Entries -

▬▬▬▬▬▬

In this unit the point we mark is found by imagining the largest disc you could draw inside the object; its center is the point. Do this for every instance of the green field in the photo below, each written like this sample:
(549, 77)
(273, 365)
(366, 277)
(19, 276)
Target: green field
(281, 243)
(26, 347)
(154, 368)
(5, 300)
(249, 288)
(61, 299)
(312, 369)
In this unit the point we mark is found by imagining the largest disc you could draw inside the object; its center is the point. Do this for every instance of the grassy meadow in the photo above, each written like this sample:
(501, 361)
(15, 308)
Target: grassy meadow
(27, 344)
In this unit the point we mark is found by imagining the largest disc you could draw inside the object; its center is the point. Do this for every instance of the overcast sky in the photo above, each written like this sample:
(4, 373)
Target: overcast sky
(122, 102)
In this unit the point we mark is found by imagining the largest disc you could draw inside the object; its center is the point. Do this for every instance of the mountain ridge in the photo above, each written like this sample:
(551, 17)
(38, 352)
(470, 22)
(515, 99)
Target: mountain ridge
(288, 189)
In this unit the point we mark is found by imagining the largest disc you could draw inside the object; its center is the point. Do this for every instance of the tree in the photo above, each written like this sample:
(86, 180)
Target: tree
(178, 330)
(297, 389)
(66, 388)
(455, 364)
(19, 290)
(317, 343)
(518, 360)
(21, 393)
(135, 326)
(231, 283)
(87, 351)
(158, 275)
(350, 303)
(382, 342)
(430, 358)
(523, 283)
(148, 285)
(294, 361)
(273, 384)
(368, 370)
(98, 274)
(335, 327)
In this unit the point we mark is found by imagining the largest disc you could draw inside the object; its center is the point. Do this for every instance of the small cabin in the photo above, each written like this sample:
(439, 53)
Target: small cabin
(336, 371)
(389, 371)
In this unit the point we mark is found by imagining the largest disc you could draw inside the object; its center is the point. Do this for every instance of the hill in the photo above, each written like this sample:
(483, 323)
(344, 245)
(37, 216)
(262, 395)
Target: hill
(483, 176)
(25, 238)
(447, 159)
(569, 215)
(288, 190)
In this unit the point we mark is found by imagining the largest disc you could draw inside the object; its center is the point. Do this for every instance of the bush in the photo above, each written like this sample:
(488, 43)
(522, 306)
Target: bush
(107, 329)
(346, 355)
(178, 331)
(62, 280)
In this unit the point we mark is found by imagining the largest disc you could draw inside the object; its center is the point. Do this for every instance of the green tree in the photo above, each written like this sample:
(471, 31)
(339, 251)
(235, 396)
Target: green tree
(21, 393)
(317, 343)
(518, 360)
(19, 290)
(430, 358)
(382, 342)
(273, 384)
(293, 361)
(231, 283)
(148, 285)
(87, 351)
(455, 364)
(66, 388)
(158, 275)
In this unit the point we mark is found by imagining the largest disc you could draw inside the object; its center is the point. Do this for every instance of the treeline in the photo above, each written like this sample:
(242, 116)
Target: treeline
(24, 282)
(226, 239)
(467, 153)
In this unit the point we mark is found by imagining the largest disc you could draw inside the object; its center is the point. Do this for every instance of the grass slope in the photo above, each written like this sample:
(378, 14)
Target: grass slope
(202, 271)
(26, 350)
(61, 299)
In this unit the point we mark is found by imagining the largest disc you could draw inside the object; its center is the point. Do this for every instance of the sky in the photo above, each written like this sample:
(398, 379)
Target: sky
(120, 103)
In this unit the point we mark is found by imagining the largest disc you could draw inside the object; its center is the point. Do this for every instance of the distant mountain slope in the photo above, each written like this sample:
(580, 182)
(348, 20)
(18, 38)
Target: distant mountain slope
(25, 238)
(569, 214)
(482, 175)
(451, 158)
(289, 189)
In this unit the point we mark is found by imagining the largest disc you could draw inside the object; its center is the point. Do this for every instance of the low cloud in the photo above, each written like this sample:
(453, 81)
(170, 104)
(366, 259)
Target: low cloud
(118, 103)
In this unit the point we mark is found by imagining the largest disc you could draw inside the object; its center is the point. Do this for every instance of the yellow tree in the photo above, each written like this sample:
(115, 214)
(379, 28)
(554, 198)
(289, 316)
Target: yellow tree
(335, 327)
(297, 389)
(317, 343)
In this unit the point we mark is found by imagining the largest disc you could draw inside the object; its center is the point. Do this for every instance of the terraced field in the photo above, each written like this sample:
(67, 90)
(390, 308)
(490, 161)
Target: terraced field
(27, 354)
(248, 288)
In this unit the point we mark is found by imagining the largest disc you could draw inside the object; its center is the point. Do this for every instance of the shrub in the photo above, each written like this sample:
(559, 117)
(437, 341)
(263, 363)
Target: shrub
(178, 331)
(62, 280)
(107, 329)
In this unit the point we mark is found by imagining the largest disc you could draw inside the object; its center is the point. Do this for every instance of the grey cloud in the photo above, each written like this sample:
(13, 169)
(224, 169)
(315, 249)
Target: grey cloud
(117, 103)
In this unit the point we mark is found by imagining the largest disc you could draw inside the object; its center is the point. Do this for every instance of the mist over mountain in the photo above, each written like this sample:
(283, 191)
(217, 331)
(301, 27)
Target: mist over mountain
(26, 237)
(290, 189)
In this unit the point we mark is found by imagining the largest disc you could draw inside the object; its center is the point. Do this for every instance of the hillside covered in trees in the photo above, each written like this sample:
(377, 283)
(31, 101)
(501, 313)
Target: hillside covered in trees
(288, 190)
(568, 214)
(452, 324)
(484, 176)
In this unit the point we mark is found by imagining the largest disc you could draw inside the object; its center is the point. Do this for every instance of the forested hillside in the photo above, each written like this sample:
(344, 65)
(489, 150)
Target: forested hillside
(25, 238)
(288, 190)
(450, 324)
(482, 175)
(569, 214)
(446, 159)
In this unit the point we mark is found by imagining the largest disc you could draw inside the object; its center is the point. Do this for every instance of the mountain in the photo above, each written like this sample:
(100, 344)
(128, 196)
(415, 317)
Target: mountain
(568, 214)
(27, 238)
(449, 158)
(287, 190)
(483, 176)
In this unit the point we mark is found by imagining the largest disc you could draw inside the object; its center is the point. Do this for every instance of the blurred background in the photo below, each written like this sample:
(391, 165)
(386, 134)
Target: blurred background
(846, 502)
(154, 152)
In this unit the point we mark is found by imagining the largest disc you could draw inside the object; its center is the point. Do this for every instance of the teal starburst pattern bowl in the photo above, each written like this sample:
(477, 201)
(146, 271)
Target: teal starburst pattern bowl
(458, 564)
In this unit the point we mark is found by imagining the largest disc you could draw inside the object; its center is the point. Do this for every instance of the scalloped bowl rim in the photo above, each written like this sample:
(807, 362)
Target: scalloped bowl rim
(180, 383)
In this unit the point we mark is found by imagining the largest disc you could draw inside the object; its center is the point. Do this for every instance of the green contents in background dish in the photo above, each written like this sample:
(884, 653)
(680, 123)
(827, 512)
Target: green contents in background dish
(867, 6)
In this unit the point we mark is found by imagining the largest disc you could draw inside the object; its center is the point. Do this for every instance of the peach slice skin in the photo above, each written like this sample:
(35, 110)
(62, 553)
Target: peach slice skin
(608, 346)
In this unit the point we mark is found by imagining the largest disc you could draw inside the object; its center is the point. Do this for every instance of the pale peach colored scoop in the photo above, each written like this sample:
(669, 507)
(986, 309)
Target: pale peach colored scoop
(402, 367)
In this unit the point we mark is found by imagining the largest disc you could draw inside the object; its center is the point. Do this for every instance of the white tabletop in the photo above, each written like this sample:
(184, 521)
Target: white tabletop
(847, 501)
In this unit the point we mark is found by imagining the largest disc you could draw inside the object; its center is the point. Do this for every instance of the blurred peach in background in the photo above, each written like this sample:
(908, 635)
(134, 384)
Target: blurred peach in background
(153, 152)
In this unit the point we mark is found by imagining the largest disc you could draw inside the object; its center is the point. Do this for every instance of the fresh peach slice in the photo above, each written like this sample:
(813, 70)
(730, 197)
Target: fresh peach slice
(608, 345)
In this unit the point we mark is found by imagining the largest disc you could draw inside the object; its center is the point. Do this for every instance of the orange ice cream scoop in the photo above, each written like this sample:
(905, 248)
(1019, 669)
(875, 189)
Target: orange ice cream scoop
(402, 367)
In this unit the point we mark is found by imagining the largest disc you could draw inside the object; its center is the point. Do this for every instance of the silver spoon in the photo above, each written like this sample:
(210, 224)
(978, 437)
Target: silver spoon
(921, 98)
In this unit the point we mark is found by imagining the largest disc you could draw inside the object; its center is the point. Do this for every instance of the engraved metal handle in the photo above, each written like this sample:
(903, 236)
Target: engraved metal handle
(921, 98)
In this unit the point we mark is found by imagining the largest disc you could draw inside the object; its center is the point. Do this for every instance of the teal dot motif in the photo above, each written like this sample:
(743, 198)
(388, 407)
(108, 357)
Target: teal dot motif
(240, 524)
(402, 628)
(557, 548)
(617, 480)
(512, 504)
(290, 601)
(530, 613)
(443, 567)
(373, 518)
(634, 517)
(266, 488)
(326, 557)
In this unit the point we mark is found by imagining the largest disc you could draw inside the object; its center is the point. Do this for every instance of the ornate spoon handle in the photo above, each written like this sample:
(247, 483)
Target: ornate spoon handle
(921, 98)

▬▬▬▬▬▬

Your task is to reproduce, exactly and exclusively, the lines from the one holding "of the ornate" through the final line of the listing.

Task output -
In this unit the point we mark is found by imagining the largest disc you could draw inside the object; its center is the point. Do this for every instance of the ornate spoon handle in the photo above, each written like this sample:
(247, 483)
Target: ornate spoon handle
(921, 98)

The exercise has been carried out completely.